## SELECTED EXCERPT
# BP river class ships



## coffeeman62 (Jul 1, 2021)

Hi - looking for an accomodation plan of a BP River class ship from the 1970's - can anyone help or point me in the right direction please?
Thank


----------



## mofnotmuff (Jan 15, 2008)

There is one in the book BP tankers a group Fleet history British Tay page 53


----------



## BillH (Oct 10, 2007)




----------



## sparks69 (Dec 18, 2005)

When I joined the Kennet there was a dead cat in the radio room. Apparently my predecessor had tried to swing it around.


----------



## John Gowers (Jul 18, 2018)

I did a 7 month trip on the Trent in 86/87 great ship really enjoyed my time onboard have a few photos if you want I can post them, only thing missing was they did not have swimming pools.


----------



## mofnotmuff (Jan 15, 2008)

Did trips on dart forth esk spey and Tay with decent runs and chance to see a bit of the world unlike the big uns
Proud moment for me was on the dart after joining in Trinidad and trading Caribbean and South America we loaded naphtha with LEFO with discharge later confirmed as Teesport my home port and I was on the wheel when we tied up at ICI no 2 jetty early hours of the morning. Great ships and great memories


----------



## makko (Jul 20, 2006)

## DATA ENTRIES
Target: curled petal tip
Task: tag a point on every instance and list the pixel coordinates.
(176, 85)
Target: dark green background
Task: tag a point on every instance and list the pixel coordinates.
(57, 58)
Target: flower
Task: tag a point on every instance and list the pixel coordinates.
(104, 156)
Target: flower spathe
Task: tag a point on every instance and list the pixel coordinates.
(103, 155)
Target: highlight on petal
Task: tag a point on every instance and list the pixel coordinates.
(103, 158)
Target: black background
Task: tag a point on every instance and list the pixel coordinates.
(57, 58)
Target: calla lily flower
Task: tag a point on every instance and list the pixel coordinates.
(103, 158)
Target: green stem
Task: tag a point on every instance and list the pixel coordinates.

--

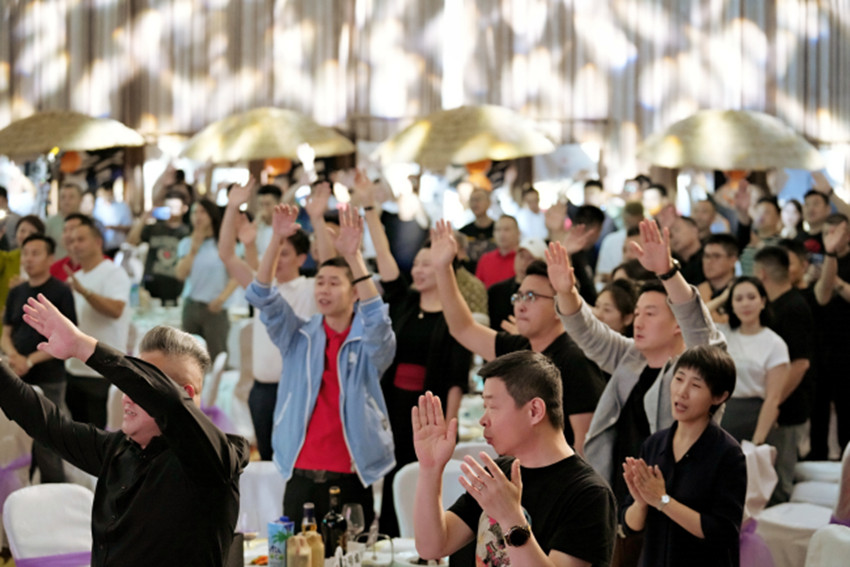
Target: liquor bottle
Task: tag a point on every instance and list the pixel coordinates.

--

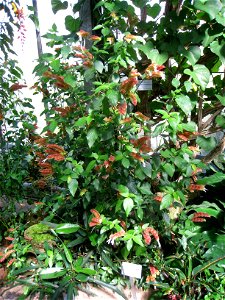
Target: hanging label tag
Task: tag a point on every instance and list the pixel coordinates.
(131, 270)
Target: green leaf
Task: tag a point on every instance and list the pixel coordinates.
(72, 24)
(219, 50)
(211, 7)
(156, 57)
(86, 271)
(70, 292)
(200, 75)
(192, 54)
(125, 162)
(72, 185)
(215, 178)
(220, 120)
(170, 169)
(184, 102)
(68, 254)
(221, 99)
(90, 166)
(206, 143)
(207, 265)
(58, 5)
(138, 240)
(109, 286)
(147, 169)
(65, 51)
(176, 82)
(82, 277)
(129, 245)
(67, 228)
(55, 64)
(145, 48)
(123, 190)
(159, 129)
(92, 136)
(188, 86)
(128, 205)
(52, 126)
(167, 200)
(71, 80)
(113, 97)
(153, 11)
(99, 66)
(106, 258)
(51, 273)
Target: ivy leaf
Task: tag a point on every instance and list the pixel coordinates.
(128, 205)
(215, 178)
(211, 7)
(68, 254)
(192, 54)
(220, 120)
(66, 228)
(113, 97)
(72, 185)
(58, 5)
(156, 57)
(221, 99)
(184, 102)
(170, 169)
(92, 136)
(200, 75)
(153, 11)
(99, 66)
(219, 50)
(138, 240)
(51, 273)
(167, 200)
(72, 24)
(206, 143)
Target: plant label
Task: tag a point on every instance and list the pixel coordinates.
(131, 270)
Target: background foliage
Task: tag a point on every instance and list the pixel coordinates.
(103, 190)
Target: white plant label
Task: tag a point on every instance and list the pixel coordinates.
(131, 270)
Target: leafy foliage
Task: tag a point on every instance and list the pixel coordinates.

## WORK TO COMPLETE
Please continue the forum thread on BP River class ships from the point where it stops.

## ANSWER TO THE EXERCISE
I am jealous, I never sailed into Liverpool or any other UK port during my time at sea. If I had, it would have been great for my Dad! Ho Hum!
Rgds.
Dave


----------



## John Gowers (Jul 18, 2018)

Sailed into Greenock for a few years on Denholm's box boats and got various relations on for a look around the ER and a drink in the bar. Once got my dad who was a mechanic to trade onto an OBO at Hunterston he was very impressed with the size of engine room. Years later I was on a stacked drilling rig in Invergordon and got him on for an overnight visit, there were only four of us onboard to keep the lights on and the equipment turned over.


----------



## coffeeman62 (Jul 1, 2021)

mofnotmuff said:


> There is one in the book BP tankers a group Fleet history British Tay page 53


brilliant - thankyou


----------



## aljackson (Sep 4, 2013)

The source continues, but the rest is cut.